◆ JOB:
Starting with the line that contains "the cab door" and going on through the line that contains "of the tree", convert the data below into a Markdown table with the columns No. and Text. Number each line in order and leave out blank lines.

◆ STORED ROWS:
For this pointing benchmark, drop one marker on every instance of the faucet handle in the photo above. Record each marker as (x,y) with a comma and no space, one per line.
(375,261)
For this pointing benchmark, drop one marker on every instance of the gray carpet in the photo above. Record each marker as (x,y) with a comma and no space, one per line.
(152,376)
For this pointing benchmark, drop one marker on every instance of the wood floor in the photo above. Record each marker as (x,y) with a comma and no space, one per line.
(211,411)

--

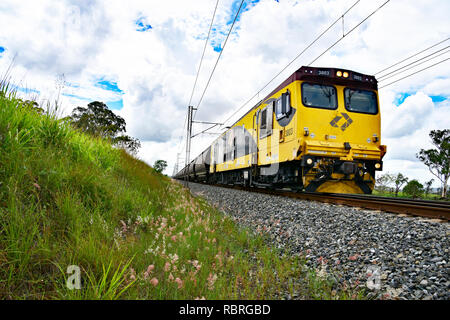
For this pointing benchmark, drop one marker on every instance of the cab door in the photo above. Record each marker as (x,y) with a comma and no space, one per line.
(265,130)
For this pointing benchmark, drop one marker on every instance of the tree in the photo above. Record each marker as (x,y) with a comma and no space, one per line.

◆ RESPONSE TO THE EXERCISE:
| No. | Text |
|---|---|
| 1 | For this pointing benchmark, drop one marker on every instance of the cab door in the photo above. Record each marker as (x,y) with a comma and no space, one per line. |
| 2 | (265,130) |
| 3 | For this pointing benchmark, drop one marker on every instance of the tree in the photo above. Record each marker as (x,y) with a comma and no space, one per line. |